Below is some material; set it all down exactly, apart from the pictures.

>> Begin

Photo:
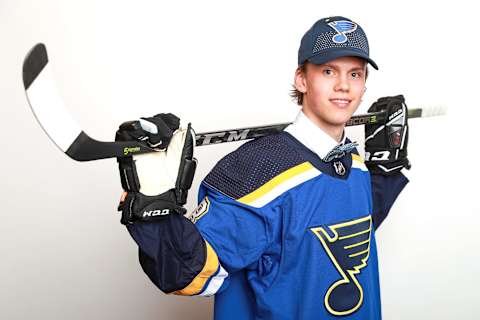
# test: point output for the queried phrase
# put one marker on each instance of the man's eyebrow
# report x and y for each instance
(336, 67)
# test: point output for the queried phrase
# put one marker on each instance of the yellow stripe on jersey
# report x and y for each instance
(270, 185)
(356, 157)
(358, 162)
(209, 269)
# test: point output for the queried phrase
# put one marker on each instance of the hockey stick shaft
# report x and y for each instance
(53, 117)
(214, 137)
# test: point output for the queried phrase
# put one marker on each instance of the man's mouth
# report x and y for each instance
(340, 102)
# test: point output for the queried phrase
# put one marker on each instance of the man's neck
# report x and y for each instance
(334, 131)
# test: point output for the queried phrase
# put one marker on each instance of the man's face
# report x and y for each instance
(332, 91)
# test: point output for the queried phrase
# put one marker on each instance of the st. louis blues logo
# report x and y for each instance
(348, 246)
(342, 27)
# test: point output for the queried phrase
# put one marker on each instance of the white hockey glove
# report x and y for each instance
(156, 184)
(386, 143)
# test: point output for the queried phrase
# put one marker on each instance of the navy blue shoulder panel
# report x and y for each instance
(253, 164)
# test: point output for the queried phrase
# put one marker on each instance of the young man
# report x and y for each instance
(285, 225)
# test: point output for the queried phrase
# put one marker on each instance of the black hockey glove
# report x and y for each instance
(386, 142)
(156, 184)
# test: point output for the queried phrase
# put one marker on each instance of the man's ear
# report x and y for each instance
(300, 81)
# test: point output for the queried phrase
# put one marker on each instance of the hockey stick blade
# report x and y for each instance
(53, 117)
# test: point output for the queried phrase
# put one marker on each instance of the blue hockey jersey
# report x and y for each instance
(287, 235)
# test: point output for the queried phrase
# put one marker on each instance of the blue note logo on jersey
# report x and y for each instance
(348, 246)
(342, 27)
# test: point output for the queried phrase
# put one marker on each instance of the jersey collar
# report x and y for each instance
(310, 135)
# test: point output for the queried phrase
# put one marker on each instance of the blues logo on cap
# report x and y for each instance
(332, 38)
(342, 27)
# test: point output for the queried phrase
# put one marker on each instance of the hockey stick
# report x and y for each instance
(54, 119)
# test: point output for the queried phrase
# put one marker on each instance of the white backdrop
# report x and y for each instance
(221, 65)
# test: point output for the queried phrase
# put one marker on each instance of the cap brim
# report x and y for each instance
(325, 57)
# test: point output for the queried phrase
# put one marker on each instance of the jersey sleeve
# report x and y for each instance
(237, 232)
(175, 256)
(385, 190)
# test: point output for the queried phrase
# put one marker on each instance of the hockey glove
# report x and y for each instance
(156, 184)
(386, 142)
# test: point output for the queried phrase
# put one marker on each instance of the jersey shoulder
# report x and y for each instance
(258, 167)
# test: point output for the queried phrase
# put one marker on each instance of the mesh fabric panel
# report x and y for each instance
(252, 165)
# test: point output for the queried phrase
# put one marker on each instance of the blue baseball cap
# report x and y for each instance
(332, 38)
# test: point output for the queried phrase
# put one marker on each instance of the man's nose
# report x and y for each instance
(342, 83)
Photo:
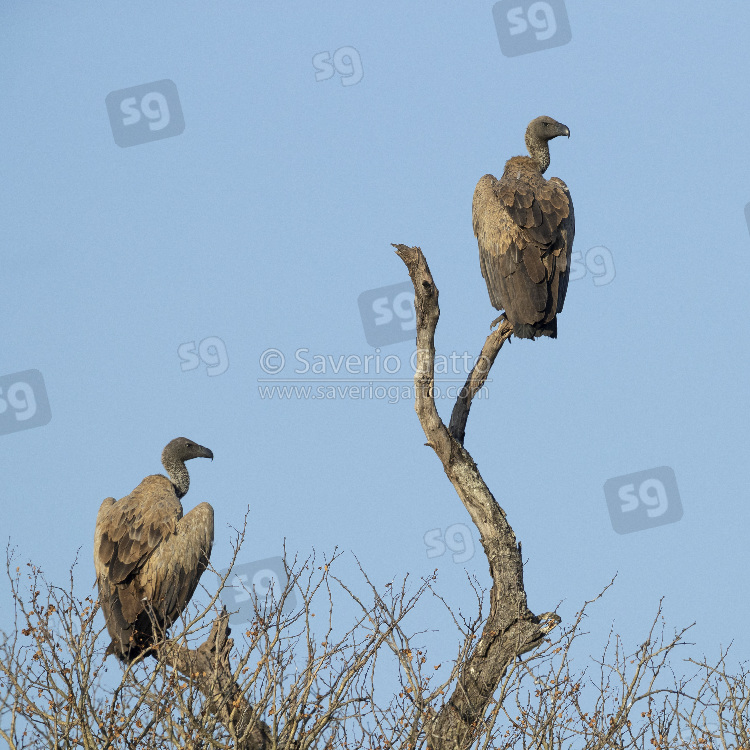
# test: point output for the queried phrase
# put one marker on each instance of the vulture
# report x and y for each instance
(148, 557)
(524, 226)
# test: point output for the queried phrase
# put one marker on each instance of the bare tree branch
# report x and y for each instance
(511, 628)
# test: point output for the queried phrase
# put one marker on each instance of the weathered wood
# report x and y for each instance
(511, 628)
(208, 668)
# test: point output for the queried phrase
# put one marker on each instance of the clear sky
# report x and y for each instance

>> End

_Correct result_
Photo:
# test: point output for the queried phrase
# put one marker on each instance of the man's eyebrow
# report x and y for each instance
(336, 67)
# test: point output for the queried phrase
# put one marker on each instance of the yellow stripe on jersey
# report x and y for each instance
(270, 185)
(356, 157)
(358, 162)
(209, 269)
# test: point output for the queried phrase
# put one marker on each instance of the hockey stick shaft
# report x and y for each instance
(53, 117)
(214, 137)
# test: point output for the queried phrase
# put one marker on each instance of the man's mouth
# report x and y for each instance
(340, 102)
# test: point output for the queried phrase
# put one marker on each instance of the man's neck
# report x and y for each instance
(334, 131)
# test: point output for the queried phrase
# put one marker on each instance of the man's face
# report x and y for each instance
(332, 91)
# test: point output for the queried phrase
# put one marker on each instance of the st. louis blues logo
# report x and y for each instance
(348, 246)
(342, 27)
# test: point output for the queried phrase
# put one marker on each instance of the white hockey glove
# report x and y for each instance
(156, 184)
(386, 143)
# test: point output for the queried phrase
# put one marker on each instance of the navy blue shoulder panel
# report x and y for each instance
(253, 164)
# test: point output for the queried phrase
# put one marker on each instance of the young man
# report x and y for each instance
(285, 225)
# test: point output for the queried phrase
# put one marker on each instance of the black hockey glove
# report x and y for each instance
(386, 142)
(156, 184)
# test: point output for the queried phrase
# put one marker on each instance of the man's ear
# report x and y for each instance
(300, 81)
# test: point output for the queried phrase
# put one marker on each instance of the hockey stick blade
# report x and y for each instance
(53, 117)
# test: point output for the queried phrase
# put one marker on each instance of the blue hockey jersey
# report x and y for each instance
(287, 235)
# test: point output for the queried phrase
# put one marker on each instance of the blue note logo on jersey
# report x and y for each instance
(348, 246)
(342, 27)
# test: point output for the queried phrase
# put one marker on each instance of the jersey collar
# report x and y for each instance
(310, 135)
# test: point output for the queried phrase
# put one marker on each instance of the blues logo on cap
# report x and y for each instance
(332, 38)
(342, 27)
# test: point output for the queried phrase
# put one marker on each instance of the hockey stick
# report x and y for each instance
(54, 119)
# test: point output for the queried phrase
# put one marker on each instance of the white backdrop
# report x and y for each instance
(221, 65)
# test: point output for the queried phrase
# put one marker on each instance of the cap brim
# report x and y for each instance
(325, 57)
# test: point output for the queried phrase
# put one marker on each instance of the jersey sleeve
# report x and y for each instance
(237, 232)
(175, 256)
(385, 190)
# test: point output for the queried phrase
# put one marker on each instance of the hockey glove
# report x and y for each instance
(156, 184)
(386, 142)
# test: point output for the queried phrase
# put one marker on each instance of the jersey shoulder
# report x and y for each instance
(258, 167)
# test: point output for the queried phrase
# put one marker on each instance of the mesh fabric panel
# report x and y for each instance
(252, 165)
# test: point output for the queried phrase
# put one marker on each instance of the blue baseball cap
# report x and y for each instance
(332, 38)
# test: point output for the queried phrase
# put one marker on each instance of the man's nose
# report x and y for each instance
(342, 83)
Photo:
# test: point output for the queried phrase
# put one marker on each instance of the vulture
# report x and y for each instance
(148, 557)
(524, 226)
# test: point output for the queried phrase
# put one marker on each instance of the bare tree branch
# report x and y for each instance
(511, 628)
# test: point output for the queried phrase
# put one marker on each instance of the weathered wood
# report x and y for each instance
(511, 628)
(208, 668)
# test: point output for the queried phrase
# put one marker on each instance of the clear sky
# report x and y for each instance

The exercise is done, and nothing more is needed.